== ZITIERTER TEXT
Foto: Flüchtlingslager Laayoun, B. Gräf

Sahrawis (aṣ-Ṣaḥrāwīyūn)

Alles, was wir erlebten, übertraf unsere Erwartungen. Wir sprachen nicht nur mit vielen verschiedenen Menschen in unterschiedlichen Positionen – mit Vertreterinnen des sahrawischen Frauenverbands, Student*innen des Youth Observatory, Handwerkerinnen, Bauingenieuren, Lehrern, Vertretern des sahrawischen Jugendverbandes UJSARIO, Soldaten, dem stellvertretenden Kultusminister, dem Oberbürgermeister des Lagers El Aaiún/Laayoun, in dem wir wohnten und wo der Sprachkurs stattfindet (al-ʿUyūn, die Quellen, benannt nach der Hauptstadt der von Marokko besetzten Westsahara) und vielen mehr –, wir lebten auch inmitten einer Gastfamilie, die uns herzlich in ihr Zelt, ihr Haus und ihre beduinischen Lebensgewohnheiten aufnahm.

Ab sofort aßen wir mit allen Familienmitgliedern gemeinsam von einem großen Teller auf einem kleinen Tisch am Boden, unsere Schuhe waren nicht mehr nur die unseren und Taschenlampen, Kopfhörer und Powerbanks gehörten nicht mehr uns allein. Eigentumskategorien spielen hier eine untergeordnete Rolle. Die meisten Menschen in den Flüchtlingslagern besitzen nur, was sie von internationalen Hilfsorganisationen zugeteilt bekommen. Viele Menschen arbeiten in den Verwaltungsstrukturen der Lager, manche verdienen sich mit eigenen Geschäften etwas dazu, andere arbeiten für wenig Geld in kleinen Werkstätten, viele arbeiten ehrenamtlich und wieder andere tun nichts, weil es nicht viel zu tun gibt. Alle sind davon überzeugt, dass sie eines Tages in ihre Heimat, sprich, in die von Marokko besetzen Gebiete (al-manāṭiq al-muḥtalla), zurückkehren werden.
====
== DATENSATZ
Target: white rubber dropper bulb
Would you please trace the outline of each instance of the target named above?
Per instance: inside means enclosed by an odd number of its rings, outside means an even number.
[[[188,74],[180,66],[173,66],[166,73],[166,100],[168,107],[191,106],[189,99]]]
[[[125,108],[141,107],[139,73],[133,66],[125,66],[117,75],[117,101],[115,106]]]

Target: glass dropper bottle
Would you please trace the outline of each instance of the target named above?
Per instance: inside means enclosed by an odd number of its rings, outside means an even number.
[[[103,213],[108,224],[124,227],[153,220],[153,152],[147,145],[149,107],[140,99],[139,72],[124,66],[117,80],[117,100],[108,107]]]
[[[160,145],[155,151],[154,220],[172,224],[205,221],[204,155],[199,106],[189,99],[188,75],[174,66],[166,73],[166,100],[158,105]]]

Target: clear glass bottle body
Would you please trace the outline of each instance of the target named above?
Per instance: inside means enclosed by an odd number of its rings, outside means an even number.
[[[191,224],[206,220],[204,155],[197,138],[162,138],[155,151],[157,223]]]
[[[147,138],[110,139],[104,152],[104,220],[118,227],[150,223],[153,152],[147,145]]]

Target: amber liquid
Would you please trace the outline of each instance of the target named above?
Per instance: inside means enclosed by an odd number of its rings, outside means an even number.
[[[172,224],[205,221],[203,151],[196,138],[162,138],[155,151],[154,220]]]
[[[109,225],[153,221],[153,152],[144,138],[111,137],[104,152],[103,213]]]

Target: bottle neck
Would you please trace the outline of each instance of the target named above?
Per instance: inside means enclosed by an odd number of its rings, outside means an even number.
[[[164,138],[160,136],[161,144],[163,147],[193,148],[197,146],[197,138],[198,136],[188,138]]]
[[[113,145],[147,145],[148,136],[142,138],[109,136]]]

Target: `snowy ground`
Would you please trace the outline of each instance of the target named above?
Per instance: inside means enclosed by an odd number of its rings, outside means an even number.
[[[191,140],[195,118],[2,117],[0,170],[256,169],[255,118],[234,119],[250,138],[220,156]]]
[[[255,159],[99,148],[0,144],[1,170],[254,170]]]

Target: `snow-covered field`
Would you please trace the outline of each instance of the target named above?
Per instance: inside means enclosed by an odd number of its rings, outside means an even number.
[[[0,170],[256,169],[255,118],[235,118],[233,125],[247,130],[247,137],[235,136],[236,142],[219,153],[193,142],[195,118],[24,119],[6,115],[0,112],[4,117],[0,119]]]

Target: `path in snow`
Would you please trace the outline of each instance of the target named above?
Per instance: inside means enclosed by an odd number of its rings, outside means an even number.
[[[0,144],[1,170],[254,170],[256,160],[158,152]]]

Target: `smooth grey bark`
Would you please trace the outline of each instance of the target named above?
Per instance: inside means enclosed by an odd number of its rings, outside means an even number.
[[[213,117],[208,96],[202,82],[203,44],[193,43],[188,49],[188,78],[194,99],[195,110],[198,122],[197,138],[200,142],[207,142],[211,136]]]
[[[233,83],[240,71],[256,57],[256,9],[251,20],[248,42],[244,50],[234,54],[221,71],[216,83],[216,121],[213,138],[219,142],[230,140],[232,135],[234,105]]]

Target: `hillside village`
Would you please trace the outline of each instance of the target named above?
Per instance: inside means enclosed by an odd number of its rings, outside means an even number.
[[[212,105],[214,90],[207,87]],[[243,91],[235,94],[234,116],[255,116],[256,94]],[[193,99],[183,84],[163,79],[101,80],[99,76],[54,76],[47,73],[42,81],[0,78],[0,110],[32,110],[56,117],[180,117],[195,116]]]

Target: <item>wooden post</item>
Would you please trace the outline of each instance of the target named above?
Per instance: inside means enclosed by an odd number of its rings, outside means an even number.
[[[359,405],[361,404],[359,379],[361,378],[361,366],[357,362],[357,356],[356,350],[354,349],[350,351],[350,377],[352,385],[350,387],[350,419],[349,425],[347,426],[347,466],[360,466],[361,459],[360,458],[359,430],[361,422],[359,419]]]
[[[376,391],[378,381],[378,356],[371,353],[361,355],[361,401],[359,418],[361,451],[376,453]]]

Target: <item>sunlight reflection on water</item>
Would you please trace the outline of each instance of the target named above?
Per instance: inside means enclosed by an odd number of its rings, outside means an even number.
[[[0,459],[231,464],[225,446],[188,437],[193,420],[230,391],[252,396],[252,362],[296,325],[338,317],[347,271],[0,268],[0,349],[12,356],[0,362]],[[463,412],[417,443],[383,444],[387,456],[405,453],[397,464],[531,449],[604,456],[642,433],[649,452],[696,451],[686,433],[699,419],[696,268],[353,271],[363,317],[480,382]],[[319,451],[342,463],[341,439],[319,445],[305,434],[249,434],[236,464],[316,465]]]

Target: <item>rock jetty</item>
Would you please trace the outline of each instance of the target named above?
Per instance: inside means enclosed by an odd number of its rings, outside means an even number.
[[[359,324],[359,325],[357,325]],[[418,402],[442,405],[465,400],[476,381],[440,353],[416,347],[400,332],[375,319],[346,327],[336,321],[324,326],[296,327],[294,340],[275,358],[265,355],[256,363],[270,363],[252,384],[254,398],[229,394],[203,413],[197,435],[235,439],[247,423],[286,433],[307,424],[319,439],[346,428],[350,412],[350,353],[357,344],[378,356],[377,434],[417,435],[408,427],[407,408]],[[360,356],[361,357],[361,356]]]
====
* **ZU ERLEDIGEN**
1. Was besitzen laut dem zitierten Text die meisten Menschen in den Flüchtlingslagern?
2. Übersetze den Satz „Eigentumskategorien spielen hier eine untergeordnete Rolle.“ aus dem zitierten Text ins Englische.
3. Gib den Abschnitt aus dem zitierten Text wortgetreu aus, beginnend mit „Foto: Flüchtlingslager Laayoun, B.“ und weiter bis einschließlich „beduinischen Lebensgewohnheiten aufnahm.“.

* **ALS ANTWORT**
1. Nur das, was sie von internationalen Hilfsorganisationen zugeteilt bekommen.

2. Categories of ownership play a subordinate role here.

3.
Foto: Flüchtlingslager Laayoun, B. Gräf

Sahrawis (aṣ-Ṣaḥrāwīyūn)

Alles, was wir erlebten, übertraf unsere Erwartungen. Wir sprachen nicht nur mit vielen verschiedenen Menschen in unterschiedlichen Positionen – mit Vertreterinnen des sahrawischen Frauenverbands, Student*innen des Youth Observatory, Handwerkerinnen, Bauingenieuren, Lehrern, Vertretern des sahrawischen Jugendverbandes UJSARIO, Soldaten, dem stellvertretenden Kultusminister, dem Oberbürgermeister des Lagers El Aaiún/Laayoun, in dem wir wohnten und wo der Sprachkurs stattfindet (al-ʿUyūn, die Quellen, benannt nach der Hauptstadt der von Marokko besetzten Westsahara) und vielen mehr –, wir lebten auch inmitten einer Gastfamilie, die uns herzlich in ihr Zelt, ihr Haus und ihre beduinischen Lebensgewohnheiten aufnahm.